Segment Start: DOCUMENT PASSAGE

The Encyclopedia Britannica defines a disease as

“A condition of the living animal or plant body or of one of its parts that impairs normal functioning and is typically manifested by distinguishing signs and symptoms” (Britannica Concise Encyclopedia 2008).

In looking into whether Alcoholism can be defined as a disease, we should first look more closely at the definition giving for disease. This is a simple and concise definition and can be easily broken down into two separate components. The first is a definite prerequisite for a disease and the second is conditional. The first portion states “a condition of the living animal or plant body or one of its parts that impairs normal functioning”. As we are talking about a condition of humans and not plants and we are speaking of the entire of the human not individual parts, let us simplify the statement a bit. A condition of a human that impairs normal functioning. This is simply a shorter and easier to handle statement that still defines the parameters that apply to our question. Therefore, does alcoholism impair the normal functioning of a human?

Again, two definitions are needed, one for “normal functioning” and one for “alcoholism”. Encyclopedia Britannica defines alcoholism this way

“A chronic disorder marked by excessive and usu. compulsive drinking of alcohol leading to psychological and physical dependence or addiction” (Britannica Concise Encyclopedia 2008).

Segment End: DOCUMENT PASSAGE
Segment Start: INFORMATION SUPPLIED

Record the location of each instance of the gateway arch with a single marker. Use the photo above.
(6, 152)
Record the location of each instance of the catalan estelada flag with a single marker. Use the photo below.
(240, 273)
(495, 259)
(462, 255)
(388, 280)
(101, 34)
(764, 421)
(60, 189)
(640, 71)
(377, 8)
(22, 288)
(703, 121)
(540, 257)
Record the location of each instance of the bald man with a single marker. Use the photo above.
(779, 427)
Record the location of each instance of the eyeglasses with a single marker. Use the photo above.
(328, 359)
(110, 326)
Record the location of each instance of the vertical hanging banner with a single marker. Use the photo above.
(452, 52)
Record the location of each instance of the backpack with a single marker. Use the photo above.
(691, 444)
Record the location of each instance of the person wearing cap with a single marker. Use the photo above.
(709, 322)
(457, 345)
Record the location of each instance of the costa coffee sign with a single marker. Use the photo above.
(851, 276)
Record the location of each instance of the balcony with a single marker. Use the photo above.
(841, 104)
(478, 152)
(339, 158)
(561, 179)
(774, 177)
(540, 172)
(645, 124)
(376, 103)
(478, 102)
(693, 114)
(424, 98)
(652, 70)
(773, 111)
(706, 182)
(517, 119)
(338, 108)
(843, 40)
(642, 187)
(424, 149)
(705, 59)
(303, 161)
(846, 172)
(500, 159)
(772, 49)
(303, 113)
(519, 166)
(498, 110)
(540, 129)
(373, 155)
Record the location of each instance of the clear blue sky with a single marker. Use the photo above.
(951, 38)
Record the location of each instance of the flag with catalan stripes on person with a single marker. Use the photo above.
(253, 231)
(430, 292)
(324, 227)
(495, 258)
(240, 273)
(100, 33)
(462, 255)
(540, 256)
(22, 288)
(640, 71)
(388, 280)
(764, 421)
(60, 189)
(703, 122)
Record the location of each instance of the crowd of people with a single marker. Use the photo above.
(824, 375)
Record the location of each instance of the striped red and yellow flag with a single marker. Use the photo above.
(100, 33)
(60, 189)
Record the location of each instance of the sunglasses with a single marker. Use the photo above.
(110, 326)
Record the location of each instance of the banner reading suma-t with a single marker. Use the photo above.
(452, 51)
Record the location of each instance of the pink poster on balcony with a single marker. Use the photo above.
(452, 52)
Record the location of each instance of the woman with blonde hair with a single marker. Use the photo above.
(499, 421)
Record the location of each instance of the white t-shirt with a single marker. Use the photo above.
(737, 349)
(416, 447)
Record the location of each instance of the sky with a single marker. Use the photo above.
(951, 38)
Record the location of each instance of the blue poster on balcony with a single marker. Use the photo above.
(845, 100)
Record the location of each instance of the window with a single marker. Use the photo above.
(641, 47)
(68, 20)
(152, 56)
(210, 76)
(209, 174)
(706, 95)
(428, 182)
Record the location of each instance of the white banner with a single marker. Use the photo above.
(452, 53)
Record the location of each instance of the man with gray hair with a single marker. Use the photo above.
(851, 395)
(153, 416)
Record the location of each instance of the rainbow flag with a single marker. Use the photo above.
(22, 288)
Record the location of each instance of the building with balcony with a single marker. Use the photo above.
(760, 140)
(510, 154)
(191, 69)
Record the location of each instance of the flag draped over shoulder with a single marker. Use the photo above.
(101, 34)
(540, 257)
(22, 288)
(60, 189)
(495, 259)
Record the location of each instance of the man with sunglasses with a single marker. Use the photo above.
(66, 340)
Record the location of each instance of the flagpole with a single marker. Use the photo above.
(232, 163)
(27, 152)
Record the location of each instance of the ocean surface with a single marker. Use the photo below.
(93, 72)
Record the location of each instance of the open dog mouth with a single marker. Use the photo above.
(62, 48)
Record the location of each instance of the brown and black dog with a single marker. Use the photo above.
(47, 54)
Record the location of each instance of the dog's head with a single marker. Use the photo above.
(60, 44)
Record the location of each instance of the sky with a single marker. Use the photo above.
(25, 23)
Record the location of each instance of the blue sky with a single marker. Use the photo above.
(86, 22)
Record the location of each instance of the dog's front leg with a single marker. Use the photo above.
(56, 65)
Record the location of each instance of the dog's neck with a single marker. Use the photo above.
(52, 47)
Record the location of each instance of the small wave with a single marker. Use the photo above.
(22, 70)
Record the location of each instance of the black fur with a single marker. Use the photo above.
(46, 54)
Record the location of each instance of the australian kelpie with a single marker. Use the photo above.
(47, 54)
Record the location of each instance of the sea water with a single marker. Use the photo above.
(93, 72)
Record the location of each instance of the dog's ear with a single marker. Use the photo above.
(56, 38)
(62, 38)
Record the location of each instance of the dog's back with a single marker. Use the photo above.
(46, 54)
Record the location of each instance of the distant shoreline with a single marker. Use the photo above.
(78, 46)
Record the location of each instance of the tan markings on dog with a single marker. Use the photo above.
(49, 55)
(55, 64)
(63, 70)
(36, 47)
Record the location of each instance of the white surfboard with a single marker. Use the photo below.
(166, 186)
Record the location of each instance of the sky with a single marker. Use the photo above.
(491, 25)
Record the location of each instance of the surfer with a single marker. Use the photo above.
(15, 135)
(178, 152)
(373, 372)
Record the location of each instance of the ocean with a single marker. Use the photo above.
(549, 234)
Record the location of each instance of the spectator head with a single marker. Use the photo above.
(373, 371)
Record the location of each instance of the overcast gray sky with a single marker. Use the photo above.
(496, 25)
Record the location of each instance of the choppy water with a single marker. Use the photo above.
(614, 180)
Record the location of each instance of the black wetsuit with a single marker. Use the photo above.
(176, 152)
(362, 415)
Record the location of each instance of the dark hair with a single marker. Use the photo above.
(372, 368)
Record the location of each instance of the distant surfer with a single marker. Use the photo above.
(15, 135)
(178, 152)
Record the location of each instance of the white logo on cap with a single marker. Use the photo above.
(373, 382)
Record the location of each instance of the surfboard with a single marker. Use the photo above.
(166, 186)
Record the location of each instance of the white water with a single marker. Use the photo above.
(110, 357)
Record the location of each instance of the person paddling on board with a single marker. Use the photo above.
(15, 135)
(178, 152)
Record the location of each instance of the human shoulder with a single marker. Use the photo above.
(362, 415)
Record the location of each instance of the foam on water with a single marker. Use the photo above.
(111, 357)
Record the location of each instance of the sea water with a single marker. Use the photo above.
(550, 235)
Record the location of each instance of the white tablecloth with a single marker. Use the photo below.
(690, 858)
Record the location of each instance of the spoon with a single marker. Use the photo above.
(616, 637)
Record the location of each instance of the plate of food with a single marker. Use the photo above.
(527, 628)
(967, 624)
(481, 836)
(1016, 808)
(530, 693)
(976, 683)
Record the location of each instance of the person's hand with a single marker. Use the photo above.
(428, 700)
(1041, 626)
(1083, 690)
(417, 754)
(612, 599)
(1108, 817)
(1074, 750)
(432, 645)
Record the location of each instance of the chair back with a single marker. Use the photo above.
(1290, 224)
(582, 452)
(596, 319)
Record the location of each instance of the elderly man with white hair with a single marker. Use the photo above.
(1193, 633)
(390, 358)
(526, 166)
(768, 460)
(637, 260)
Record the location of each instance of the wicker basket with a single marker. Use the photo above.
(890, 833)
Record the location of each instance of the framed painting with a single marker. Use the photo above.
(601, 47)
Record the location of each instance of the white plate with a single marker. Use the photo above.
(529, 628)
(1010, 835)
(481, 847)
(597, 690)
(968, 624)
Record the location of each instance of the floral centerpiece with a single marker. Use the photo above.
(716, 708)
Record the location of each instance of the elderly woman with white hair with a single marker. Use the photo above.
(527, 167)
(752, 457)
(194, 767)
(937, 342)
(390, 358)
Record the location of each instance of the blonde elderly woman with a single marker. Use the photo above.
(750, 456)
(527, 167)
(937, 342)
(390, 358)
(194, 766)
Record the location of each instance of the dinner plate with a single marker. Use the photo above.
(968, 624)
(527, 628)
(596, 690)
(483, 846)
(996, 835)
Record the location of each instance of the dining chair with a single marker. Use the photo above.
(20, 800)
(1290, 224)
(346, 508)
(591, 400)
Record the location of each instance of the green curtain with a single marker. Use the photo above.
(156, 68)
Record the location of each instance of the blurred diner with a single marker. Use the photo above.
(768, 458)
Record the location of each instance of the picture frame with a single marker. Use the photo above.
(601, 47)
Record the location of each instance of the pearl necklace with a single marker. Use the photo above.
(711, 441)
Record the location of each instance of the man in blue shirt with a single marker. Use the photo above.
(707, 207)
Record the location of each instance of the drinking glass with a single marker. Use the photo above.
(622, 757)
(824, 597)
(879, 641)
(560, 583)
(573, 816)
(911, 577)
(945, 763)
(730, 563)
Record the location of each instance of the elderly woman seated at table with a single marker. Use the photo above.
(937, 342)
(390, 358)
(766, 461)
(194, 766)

Segment End: INFORMATION SUPPLIED

-- CHECK YOUR UNDERSTANDING --
1 > From the passage on alcoholism as a disease, copy out word for word the part that begins with the words containing "In looking into" and ends with "of a human?".
2 > In the passage on alcoholism as a disease, how many separate components can the definition of disease be broken into?
Answer using only the passage on alcoholism as a disease, not the rows.

-- RESPONSES --
1 >
In looking into whether Alcoholism can be defined as a disease, we should first look more closely at the definition giving for disease. This is a simple and concise definition and can be easily broken down into two separate components. The first is a definite prerequisite for a disease and the second is conditional. The first portion states “a condition of the living animal or plant body or one of its parts that impairs normal functioning”. As we are talking about a condition of humans and not plants and we are speaking of the entire of the human not individual parts, let us simplify the statement a bit. A condition of a human that impairs normal functioning. This is simply a shorter and easier to handle statement that still defines the parameters that apply to our question. Therefore, does alcoholism impair the normal functioning of a human?

2 > Two separate components.